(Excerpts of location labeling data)
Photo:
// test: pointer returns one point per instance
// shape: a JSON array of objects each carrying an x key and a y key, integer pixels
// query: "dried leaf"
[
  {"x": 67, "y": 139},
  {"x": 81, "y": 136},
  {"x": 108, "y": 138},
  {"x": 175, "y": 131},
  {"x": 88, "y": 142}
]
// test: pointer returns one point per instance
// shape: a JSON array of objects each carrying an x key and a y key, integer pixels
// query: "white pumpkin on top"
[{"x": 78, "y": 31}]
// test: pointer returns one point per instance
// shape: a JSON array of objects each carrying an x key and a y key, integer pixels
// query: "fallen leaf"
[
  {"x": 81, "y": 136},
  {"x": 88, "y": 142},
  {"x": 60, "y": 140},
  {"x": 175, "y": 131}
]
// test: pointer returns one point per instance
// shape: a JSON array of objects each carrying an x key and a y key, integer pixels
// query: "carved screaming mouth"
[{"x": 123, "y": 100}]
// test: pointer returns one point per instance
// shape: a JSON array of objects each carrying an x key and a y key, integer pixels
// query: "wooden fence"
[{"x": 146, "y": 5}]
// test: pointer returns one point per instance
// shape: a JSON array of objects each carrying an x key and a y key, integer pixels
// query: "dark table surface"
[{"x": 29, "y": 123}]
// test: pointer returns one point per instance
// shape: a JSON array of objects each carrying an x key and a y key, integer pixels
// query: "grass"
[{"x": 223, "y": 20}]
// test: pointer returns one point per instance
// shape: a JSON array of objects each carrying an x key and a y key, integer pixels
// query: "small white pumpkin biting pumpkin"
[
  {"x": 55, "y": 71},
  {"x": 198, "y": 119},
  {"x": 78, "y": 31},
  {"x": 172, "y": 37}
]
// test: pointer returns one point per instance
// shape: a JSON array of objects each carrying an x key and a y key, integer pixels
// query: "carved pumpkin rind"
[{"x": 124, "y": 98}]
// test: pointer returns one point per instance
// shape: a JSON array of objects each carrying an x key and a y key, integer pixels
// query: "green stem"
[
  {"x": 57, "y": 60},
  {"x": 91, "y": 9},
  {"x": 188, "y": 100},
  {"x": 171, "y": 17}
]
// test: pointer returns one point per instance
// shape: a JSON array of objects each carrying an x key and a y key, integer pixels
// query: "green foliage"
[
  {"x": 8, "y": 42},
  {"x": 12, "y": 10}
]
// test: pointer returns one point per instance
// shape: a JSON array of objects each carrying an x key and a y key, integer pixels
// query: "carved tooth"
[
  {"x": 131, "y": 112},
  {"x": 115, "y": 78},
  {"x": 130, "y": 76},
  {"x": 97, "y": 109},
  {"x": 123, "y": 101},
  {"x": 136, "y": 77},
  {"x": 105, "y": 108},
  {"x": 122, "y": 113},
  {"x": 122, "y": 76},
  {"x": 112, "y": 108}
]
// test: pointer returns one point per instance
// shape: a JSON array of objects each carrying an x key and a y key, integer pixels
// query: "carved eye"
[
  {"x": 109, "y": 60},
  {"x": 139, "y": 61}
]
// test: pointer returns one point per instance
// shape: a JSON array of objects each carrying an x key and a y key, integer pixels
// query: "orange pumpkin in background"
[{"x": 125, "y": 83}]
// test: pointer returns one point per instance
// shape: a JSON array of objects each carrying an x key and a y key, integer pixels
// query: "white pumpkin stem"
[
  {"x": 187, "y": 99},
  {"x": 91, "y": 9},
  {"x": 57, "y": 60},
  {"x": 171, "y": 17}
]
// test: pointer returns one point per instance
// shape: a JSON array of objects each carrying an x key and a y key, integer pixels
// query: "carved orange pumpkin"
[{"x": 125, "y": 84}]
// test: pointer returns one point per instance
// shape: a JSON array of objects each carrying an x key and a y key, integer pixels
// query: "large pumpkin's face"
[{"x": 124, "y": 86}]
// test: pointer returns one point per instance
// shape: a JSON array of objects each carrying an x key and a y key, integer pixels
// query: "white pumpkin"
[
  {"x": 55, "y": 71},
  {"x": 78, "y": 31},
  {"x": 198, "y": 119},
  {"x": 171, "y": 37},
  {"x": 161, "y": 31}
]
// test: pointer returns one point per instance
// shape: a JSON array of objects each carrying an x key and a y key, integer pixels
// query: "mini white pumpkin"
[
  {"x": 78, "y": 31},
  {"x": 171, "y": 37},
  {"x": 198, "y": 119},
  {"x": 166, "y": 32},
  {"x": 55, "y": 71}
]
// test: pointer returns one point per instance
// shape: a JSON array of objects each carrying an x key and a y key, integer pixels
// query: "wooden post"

Written problem -
Extract all of the data shown above without alteration.

Final result -
Photo:
// test: pointer returns one point per instance
// shape: a JSON array of objects each carrying an x key and a y key, integer pixels
// query: "dried leaf"
[
  {"x": 67, "y": 139},
  {"x": 81, "y": 136},
  {"x": 108, "y": 138},
  {"x": 175, "y": 131},
  {"x": 88, "y": 142}
]
// test: pointer returns one point per instance
// shape: a JSON array of objects each carrying an x key and a y key, integer pixels
// query: "white pumpkin on top"
[{"x": 78, "y": 31}]
// test: pointer returns one point per instance
// shape: a JSON array of objects each carrying an x key and a y key, integer pixels
// query: "fallen leaf"
[
  {"x": 81, "y": 136},
  {"x": 88, "y": 142},
  {"x": 60, "y": 140},
  {"x": 175, "y": 131}
]
// test: pointer returns one point per instance
// shape: a JSON array of objects each carrying an x key and a y key, integer pixels
// query: "carved screaming mouth"
[{"x": 123, "y": 100}]
// test: pointer returns one point per instance
// shape: a JSON array of objects each carrying an x key and a y key, integer pixels
// query: "wooden fence"
[{"x": 146, "y": 5}]
// test: pointer returns one point per instance
// shape: a JSON array of objects each carrying an x key and a y key, integer pixels
// query: "dark table surface"
[{"x": 29, "y": 123}]
// test: pointer returns one point per instance
// shape: a JSON array of objects each carrying an x key and a y key, integer pixels
// query: "grass"
[{"x": 223, "y": 20}]
// test: pointer returns one point per instance
// shape: a JSON array of objects each carrying an x key and a y key, integer pixels
// query: "small white pumpkin biting pumpkin"
[
  {"x": 55, "y": 71},
  {"x": 198, "y": 119},
  {"x": 78, "y": 31},
  {"x": 172, "y": 37}
]
// test: pointer returns one point per instance
// shape: a JSON array of objects each carrying an x key and a y key, integer pixels
// query: "carved pumpkin rind"
[{"x": 124, "y": 98}]
// test: pointer returns one point per instance
// shape: a JSON array of objects each carrying an x key and a y key, integer pixels
// query: "green stem"
[
  {"x": 57, "y": 60},
  {"x": 91, "y": 9},
  {"x": 188, "y": 100},
  {"x": 171, "y": 17}
]
// test: pointer returns one point per instance
// shape: a JSON array of objects each carrying an x key and a y key, integer pixels
// query: "green foliage"
[
  {"x": 8, "y": 42},
  {"x": 12, "y": 10}
]
// test: pointer returns one point per instance
// shape: a JSON array of objects each carrying an x key and a y key, integer pixels
// query: "carved tooth"
[
  {"x": 131, "y": 112},
  {"x": 115, "y": 78},
  {"x": 130, "y": 76},
  {"x": 97, "y": 109},
  {"x": 123, "y": 101},
  {"x": 136, "y": 77},
  {"x": 105, "y": 108},
  {"x": 122, "y": 113},
  {"x": 122, "y": 76},
  {"x": 112, "y": 108}
]
// test: pointer returns one point per instance
// shape: a JSON array of objects each carrying an x key and a y key, integer pixels
// query: "carved eye"
[
  {"x": 109, "y": 60},
  {"x": 139, "y": 61}
]
// test: pointer returns one point per instance
// shape: a JSON array of objects each carrying an x key and a y key, integer pixels
// query: "orange pumpkin in background"
[{"x": 125, "y": 83}]
// test: pointer returns one point per instance
// shape: a JSON array of objects each carrying an x key and a y key, integer pixels
// query: "white pumpkin stem"
[
  {"x": 187, "y": 99},
  {"x": 91, "y": 9},
  {"x": 57, "y": 60},
  {"x": 171, "y": 17}
]
// test: pointer returns one point per instance
// shape: a JSON array of objects each carrying an x key and a y key, integer pixels
// query: "carved orange pumpkin"
[{"x": 125, "y": 84}]
// test: pointer returns one point per instance
// shape: a JSON array of objects each carrying an x key and a y key, integer pixels
// query: "large pumpkin's face"
[{"x": 124, "y": 86}]
// test: pointer returns one point per instance
// shape: a JSON array of objects each carrying an x key and a y key, integer pixels
// query: "white pumpkin"
[
  {"x": 55, "y": 71},
  {"x": 78, "y": 31},
  {"x": 198, "y": 119},
  {"x": 171, "y": 37},
  {"x": 161, "y": 31}
]
// test: pointer returns one point per instance
// shape: a JSON array of objects each carrying an x key and a y key, integer pixels
// query: "mini white pumpkin"
[
  {"x": 78, "y": 31},
  {"x": 171, "y": 37},
  {"x": 198, "y": 119},
  {"x": 166, "y": 32},
  {"x": 55, "y": 71}
]
// test: pointer returns one point per instance
// shape: a JSON array of objects each carrying an x key and a y key, integer pixels
// query: "wooden post"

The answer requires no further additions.